Written exercise →
Convert every line of the records below into a Markdown table with the columns Line No. and Content, one row per line and no rows for blank lines.

Input →
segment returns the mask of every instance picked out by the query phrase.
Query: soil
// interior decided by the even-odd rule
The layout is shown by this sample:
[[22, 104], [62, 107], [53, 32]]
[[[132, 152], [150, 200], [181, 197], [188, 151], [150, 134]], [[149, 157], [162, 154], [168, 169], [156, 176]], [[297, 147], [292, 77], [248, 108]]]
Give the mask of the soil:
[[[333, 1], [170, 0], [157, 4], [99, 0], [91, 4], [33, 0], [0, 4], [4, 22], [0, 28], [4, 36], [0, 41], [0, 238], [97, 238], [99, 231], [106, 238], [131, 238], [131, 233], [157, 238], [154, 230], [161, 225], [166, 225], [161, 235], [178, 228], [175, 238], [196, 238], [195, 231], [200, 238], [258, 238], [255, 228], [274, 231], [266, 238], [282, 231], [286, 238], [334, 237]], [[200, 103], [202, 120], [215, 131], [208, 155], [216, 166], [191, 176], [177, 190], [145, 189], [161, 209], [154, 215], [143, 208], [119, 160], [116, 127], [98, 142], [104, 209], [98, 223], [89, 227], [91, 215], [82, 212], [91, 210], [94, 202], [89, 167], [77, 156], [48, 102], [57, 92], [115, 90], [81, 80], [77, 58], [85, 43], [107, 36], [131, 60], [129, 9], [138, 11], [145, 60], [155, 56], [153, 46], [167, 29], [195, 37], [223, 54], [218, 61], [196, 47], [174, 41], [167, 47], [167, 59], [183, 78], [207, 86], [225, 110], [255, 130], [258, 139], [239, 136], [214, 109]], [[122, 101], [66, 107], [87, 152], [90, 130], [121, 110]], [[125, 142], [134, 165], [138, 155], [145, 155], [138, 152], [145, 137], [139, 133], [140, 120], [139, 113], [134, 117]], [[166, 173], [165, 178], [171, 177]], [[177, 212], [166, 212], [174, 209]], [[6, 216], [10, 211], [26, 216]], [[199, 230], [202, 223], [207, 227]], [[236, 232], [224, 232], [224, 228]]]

Full response →
| Line No. | Content |
|---|---|
| 1 | segment returns the mask of every instance picked out by the query phrase. |
| 2 | Query: soil |
| 3 | // interior decided by the even-odd rule |
| 4 | The layout is shown by this sample: |
| 5 | [[22, 104], [62, 107], [53, 32]] |
| 6 | [[[132, 152], [150, 200], [181, 197], [188, 151], [150, 134]], [[149, 157], [162, 154], [168, 169], [156, 176]], [[297, 147], [292, 77], [248, 108]]] |
| 7 | Give the mask of the soil: |
| 8 | [[[333, 1], [170, 0], [157, 4], [99, 0], [91, 4], [33, 0], [0, 4], [4, 22], [0, 28], [4, 36], [0, 41], [0, 238], [97, 238], [99, 231], [106, 238], [131, 238], [131, 233], [157, 238], [154, 230], [161, 225], [166, 225], [161, 235], [178, 228], [175, 238], [196, 238], [195, 231], [200, 238], [258, 238], [255, 228], [274, 231], [266, 238], [282, 231], [286, 238], [334, 237]], [[200, 103], [202, 120], [215, 131], [208, 155], [216, 166], [191, 176], [177, 190], [145, 189], [161, 209], [154, 215], [143, 208], [119, 160], [116, 127], [98, 142], [104, 209], [98, 223], [89, 227], [91, 215], [82, 212], [91, 210], [94, 202], [89, 167], [77, 156], [48, 102], [57, 92], [115, 90], [81, 80], [77, 58], [85, 43], [107, 36], [131, 60], [129, 9], [138, 11], [145, 60], [155, 56], [153, 46], [167, 29], [195, 37], [223, 54], [218, 61], [196, 47], [174, 41], [167, 47], [167, 59], [183, 78], [207, 86], [225, 110], [255, 130], [258, 139], [239, 136], [214, 109]], [[122, 101], [66, 107], [87, 152], [90, 130], [121, 110]], [[125, 142], [134, 165], [138, 155], [145, 155], [138, 152], [145, 137], [139, 133], [140, 120], [139, 113], [134, 117]], [[166, 173], [165, 178], [171, 177]], [[177, 212], [166, 212], [174, 209]], [[6, 216], [10, 211], [26, 216]], [[199, 230], [202, 223], [207, 227]], [[236, 232], [224, 232], [224, 228]]] |